**WHAT THIS TASK INVOLVES:** Repeat the listing word for word, but skip any pictures.

**DATA LISTING:**
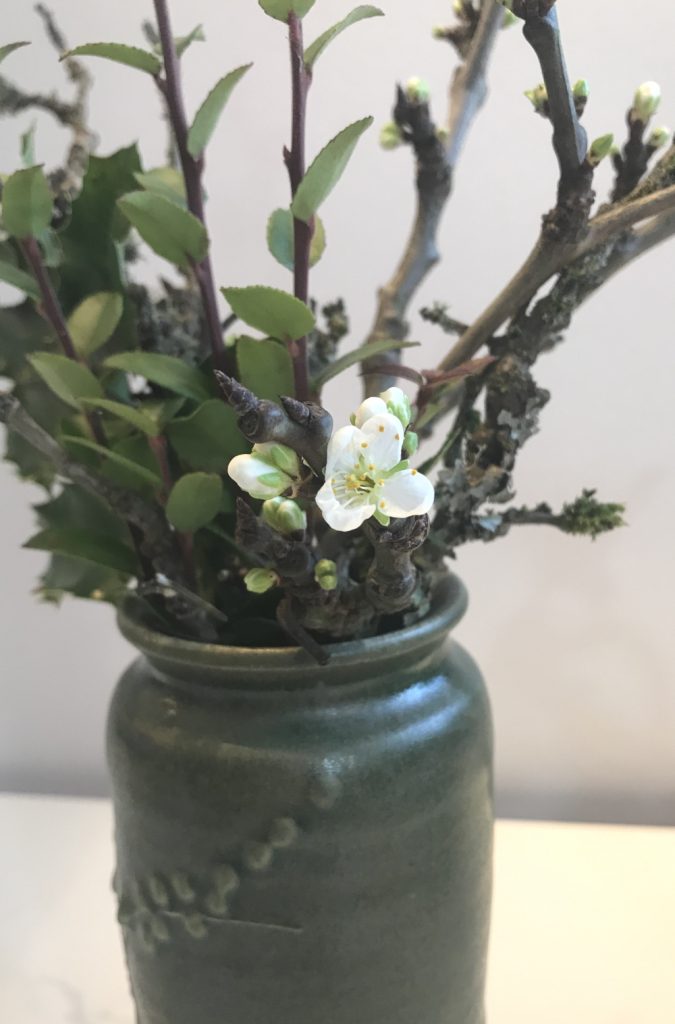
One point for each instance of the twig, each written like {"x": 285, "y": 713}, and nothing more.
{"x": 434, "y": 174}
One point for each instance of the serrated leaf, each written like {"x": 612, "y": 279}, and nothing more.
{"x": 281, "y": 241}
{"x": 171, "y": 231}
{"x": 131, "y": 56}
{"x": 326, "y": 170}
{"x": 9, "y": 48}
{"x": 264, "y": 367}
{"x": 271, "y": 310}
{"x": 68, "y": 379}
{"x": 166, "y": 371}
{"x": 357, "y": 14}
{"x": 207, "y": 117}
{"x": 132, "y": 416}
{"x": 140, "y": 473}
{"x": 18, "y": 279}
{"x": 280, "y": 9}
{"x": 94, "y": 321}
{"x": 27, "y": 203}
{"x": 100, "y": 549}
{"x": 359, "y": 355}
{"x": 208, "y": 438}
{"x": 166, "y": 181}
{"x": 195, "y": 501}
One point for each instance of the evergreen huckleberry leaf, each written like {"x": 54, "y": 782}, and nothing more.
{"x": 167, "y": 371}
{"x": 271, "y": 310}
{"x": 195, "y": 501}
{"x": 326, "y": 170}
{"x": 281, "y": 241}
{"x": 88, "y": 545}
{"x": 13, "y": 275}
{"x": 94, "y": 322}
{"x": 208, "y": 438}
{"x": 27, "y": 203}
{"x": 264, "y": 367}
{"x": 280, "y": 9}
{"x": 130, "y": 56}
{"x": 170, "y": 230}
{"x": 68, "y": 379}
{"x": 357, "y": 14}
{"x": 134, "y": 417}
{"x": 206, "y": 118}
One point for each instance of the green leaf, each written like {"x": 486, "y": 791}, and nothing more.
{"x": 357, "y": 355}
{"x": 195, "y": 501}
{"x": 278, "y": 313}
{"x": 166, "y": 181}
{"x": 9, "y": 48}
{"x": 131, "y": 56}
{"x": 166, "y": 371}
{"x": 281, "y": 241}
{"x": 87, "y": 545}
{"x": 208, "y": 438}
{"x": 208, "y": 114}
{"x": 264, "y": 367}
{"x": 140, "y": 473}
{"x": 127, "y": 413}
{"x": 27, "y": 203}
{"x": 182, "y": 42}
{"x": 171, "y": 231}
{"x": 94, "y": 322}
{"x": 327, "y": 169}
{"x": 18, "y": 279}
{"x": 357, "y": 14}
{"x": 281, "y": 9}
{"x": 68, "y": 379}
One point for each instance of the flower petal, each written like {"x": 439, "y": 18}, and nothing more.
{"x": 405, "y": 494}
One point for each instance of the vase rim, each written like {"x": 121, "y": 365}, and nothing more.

**RESULT:**
One point for each instance of the twig, each written like {"x": 285, "y": 713}, and nothing more.
{"x": 434, "y": 174}
One point for each instance of the serrated leaf, each written like {"x": 612, "y": 279}, and nothing more.
{"x": 281, "y": 241}
{"x": 171, "y": 231}
{"x": 131, "y": 56}
{"x": 326, "y": 170}
{"x": 9, "y": 48}
{"x": 264, "y": 367}
{"x": 271, "y": 310}
{"x": 68, "y": 379}
{"x": 166, "y": 371}
{"x": 357, "y": 14}
{"x": 207, "y": 117}
{"x": 132, "y": 416}
{"x": 140, "y": 473}
{"x": 18, "y": 279}
{"x": 280, "y": 9}
{"x": 94, "y": 321}
{"x": 27, "y": 203}
{"x": 100, "y": 549}
{"x": 359, "y": 355}
{"x": 208, "y": 438}
{"x": 166, "y": 181}
{"x": 195, "y": 501}
One point for each instance of the evergreen huckleberry leaf, each written like {"x": 54, "y": 782}, and nothing more.
{"x": 167, "y": 371}
{"x": 271, "y": 310}
{"x": 195, "y": 501}
{"x": 326, "y": 170}
{"x": 281, "y": 241}
{"x": 88, "y": 545}
{"x": 13, "y": 275}
{"x": 94, "y": 322}
{"x": 208, "y": 438}
{"x": 27, "y": 203}
{"x": 264, "y": 367}
{"x": 280, "y": 9}
{"x": 130, "y": 56}
{"x": 170, "y": 230}
{"x": 68, "y": 379}
{"x": 357, "y": 14}
{"x": 134, "y": 417}
{"x": 206, "y": 118}
One point for each instance of the green leaf, each written like {"x": 486, "y": 791}, and nothing more.
{"x": 357, "y": 355}
{"x": 195, "y": 501}
{"x": 278, "y": 313}
{"x": 166, "y": 181}
{"x": 9, "y": 48}
{"x": 131, "y": 56}
{"x": 166, "y": 371}
{"x": 281, "y": 241}
{"x": 87, "y": 545}
{"x": 208, "y": 438}
{"x": 208, "y": 114}
{"x": 264, "y": 367}
{"x": 140, "y": 473}
{"x": 127, "y": 413}
{"x": 27, "y": 203}
{"x": 182, "y": 42}
{"x": 171, "y": 231}
{"x": 94, "y": 322}
{"x": 327, "y": 169}
{"x": 18, "y": 279}
{"x": 357, "y": 14}
{"x": 281, "y": 9}
{"x": 68, "y": 379}
One point for each instance of the flower petal, each written like {"x": 439, "y": 18}, and nothing more.
{"x": 405, "y": 494}
One point for each instance of the vase rim, each written like {"x": 121, "y": 365}, and nothing more.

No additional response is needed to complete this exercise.